#### Supplied text:
*****
Racial Equity Action Leadership Team
REAL UPDATE AND SAVE THE DATE!
SAVE THE DATE of May 25 for the Racial Equity Action Leadership team’s final workshop with the YWCA this church year. You won’t want to miss this! More info to come.
REAL TEAM CHANGES
We mourn the departure of Gail Smith for her new job in New York, and welcome Ann McCallister to the REAL planning team. We also look forward to the return of our ministerial advisor Connie Grant from her sabbatical (April 1).
UPDATE ON ACTION INITIATIVES
After the initial workshop with the YWCA last October, we have started to put into practice several of the ideas expressed that weekend for action steps we at UCE could take. If you would like to join in the work of any of these initiatives, please contact the REAL liaison indicated in parentheses. The Action Initiatives that have taken root and their current status are:
ONE BOOK/ONE CHURCH
This initiative organized four different opportunities for us to discuss “Between the World and Me,” a masterful letter to his son by Ta-Nehisi Coates, a senior editor at the Atlantic magazine. The remaining two discussions are Monday evening, March 14, and Sunday, April 3 after church. If you haven’t already joined the discussion, please consider it. The One Book Initiative is also joining with the Community Programming Initiative to bring a dynamite program (soon to be confirmed) to UCE on Friday, May 13. Save that date as well! (Martha Holman)
*****
#### Material:
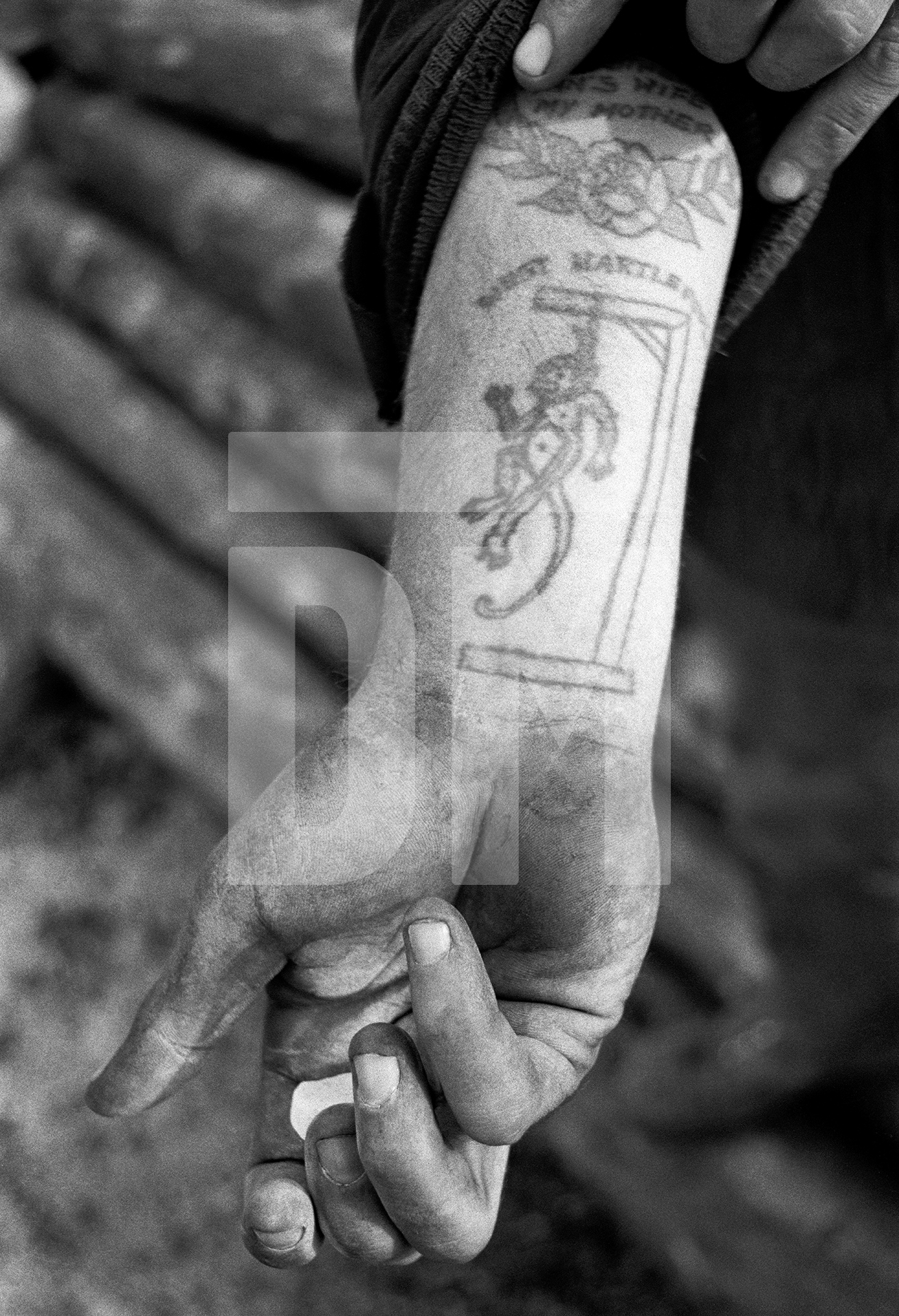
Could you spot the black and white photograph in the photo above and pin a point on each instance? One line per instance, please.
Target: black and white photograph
(450, 658)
*****
#### Task directions:
Copy the Racial Equity Action Leadership Team update above in full, word for word.

#### Solution:
Racial Equity Action Leadership Team
REAL UPDATE AND SAVE THE DATE!
SAVE THE DATE of May 25 for the Racial Equity Action Leadership team’s final workshop with the YWCA this church year. You won’t want to miss this! More info to come.
REAL TEAM CHANGES
We mourn the departure of Gail Smith for her new job in New York, and welcome Ann McCallister to the REAL planning team. We also look forward to the return of our ministerial advisor Connie Grant from her sabbatical (April 1).
UPDATE ON ACTION INITIATIVES
After the initial workshop with the YWCA last October, we have started to put into practice several of the ideas expressed that weekend for action steps we at UCE could take. If you would like to join in the work of any of these initiatives, please contact the REAL liaison indicated in parentheses. The Action Initiatives that have taken root and their current status are:
ONE BOOK/ONE CHURCH
This initiative organized four different opportunities for us to discuss “Between the World and Me,” a masterful letter to his son by Ta-Nehisi Coates, a senior editor at the Atlantic magazine. The remaining two discussions are Monday evening, March 14, and Sunday, April 3 after church. If you haven’t already joined the discussion, please consider it. The One Book Initiative is also joining with the Community Programming Initiative to bring a dynamite program (soon to be confirmed) to UCE on Friday, May 13. Save that date as well! (Martha Holman)